* To be done: Pick out every line in the listing below that contains the word "airliner" and copy each of those lines.

--- Start ---

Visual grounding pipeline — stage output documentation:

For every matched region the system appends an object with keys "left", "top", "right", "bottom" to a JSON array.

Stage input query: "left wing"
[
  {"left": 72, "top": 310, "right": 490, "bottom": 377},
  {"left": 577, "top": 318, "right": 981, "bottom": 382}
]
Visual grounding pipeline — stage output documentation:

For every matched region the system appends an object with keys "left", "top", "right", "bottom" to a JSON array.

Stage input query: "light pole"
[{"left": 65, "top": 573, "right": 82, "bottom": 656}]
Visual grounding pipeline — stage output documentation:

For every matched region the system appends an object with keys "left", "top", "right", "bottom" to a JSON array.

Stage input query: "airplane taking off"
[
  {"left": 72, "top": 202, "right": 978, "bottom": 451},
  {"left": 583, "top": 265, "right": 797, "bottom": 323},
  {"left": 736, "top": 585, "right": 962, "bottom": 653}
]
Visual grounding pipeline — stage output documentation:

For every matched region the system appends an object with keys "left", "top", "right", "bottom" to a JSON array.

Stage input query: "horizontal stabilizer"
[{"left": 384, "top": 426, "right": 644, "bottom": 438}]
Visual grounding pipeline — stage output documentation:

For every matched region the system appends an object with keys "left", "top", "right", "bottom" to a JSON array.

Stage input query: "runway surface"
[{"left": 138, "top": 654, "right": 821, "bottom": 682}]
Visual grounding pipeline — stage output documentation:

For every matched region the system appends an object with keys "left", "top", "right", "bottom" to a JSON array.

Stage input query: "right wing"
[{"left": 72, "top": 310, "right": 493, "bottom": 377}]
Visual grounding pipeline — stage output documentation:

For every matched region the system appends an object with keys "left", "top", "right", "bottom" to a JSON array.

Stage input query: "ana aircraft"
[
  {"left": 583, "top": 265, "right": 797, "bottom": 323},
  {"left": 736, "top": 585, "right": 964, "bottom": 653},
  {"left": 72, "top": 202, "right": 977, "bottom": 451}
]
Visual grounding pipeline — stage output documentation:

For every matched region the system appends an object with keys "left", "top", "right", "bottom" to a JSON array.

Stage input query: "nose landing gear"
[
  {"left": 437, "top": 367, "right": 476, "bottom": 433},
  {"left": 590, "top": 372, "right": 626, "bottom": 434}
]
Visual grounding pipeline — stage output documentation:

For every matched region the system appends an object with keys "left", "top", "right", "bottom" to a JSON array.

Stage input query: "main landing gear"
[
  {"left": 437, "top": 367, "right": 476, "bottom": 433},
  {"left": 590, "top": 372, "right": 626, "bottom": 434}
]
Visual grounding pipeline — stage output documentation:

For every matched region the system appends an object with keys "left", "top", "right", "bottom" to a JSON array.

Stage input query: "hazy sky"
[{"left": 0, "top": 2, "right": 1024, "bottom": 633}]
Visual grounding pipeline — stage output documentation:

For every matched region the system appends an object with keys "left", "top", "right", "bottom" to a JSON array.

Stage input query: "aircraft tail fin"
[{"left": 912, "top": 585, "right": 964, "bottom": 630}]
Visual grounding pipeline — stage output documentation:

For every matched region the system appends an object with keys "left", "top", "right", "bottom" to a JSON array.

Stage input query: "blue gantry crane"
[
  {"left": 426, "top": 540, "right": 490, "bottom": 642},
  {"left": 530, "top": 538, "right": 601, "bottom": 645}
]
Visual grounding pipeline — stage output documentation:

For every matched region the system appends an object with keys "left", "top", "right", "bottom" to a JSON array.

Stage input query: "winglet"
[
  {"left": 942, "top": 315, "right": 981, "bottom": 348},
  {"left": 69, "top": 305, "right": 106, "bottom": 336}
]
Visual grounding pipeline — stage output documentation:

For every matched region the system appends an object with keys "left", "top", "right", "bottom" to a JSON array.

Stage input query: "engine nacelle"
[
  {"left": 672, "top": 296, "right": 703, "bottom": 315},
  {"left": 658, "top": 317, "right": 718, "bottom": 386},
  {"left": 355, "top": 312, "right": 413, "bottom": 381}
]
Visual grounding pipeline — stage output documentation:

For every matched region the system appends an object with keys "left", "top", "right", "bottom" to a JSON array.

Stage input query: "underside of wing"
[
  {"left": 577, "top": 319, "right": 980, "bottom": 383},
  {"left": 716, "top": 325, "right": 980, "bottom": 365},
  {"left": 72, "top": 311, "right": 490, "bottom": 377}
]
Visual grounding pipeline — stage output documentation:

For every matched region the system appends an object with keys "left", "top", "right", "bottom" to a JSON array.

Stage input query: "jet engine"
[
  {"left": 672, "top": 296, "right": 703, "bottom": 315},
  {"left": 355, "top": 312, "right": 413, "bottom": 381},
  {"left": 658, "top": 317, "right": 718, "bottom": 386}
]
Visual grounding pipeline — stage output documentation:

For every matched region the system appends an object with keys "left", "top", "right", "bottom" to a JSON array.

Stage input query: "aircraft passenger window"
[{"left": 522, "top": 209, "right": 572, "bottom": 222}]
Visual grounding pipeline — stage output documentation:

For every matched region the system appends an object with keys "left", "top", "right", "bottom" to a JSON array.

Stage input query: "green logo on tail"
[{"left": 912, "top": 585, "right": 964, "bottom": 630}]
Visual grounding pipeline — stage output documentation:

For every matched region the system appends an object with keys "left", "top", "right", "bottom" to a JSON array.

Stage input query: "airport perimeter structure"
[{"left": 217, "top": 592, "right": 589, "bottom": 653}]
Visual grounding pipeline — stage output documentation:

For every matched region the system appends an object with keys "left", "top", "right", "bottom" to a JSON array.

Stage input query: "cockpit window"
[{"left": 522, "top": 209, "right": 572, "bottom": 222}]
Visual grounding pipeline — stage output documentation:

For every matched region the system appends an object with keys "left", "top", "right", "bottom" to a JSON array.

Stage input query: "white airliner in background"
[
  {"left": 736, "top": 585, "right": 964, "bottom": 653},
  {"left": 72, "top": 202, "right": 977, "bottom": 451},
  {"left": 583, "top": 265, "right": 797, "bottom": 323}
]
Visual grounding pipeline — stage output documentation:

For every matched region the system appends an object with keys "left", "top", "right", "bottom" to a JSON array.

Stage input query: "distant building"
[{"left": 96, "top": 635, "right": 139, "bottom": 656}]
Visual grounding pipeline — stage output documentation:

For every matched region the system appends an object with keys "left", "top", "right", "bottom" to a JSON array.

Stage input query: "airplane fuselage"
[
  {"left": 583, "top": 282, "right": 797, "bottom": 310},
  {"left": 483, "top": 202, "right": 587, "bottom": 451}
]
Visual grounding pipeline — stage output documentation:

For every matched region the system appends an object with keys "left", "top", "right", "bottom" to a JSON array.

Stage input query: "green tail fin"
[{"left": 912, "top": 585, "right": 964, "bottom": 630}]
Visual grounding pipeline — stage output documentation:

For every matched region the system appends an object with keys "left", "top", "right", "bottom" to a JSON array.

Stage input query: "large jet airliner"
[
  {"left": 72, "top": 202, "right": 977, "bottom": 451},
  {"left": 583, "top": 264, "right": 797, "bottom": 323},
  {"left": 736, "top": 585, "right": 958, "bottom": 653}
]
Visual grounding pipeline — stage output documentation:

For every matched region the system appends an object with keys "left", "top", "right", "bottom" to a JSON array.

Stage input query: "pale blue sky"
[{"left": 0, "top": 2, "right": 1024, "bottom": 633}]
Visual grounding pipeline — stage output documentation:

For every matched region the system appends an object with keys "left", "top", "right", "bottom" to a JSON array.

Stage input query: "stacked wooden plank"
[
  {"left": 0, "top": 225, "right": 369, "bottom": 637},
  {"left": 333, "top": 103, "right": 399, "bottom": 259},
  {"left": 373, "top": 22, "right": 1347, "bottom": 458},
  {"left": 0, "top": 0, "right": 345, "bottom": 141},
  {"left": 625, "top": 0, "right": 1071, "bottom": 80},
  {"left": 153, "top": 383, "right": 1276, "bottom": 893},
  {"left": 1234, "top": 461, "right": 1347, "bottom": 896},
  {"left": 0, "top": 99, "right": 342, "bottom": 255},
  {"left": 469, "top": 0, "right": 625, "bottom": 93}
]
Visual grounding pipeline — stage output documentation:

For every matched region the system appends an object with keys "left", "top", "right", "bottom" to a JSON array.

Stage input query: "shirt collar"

--- End ---

* Reply to the exercise:
Stage input query: "white airliner in background"
Stage input query: "large jet airliner"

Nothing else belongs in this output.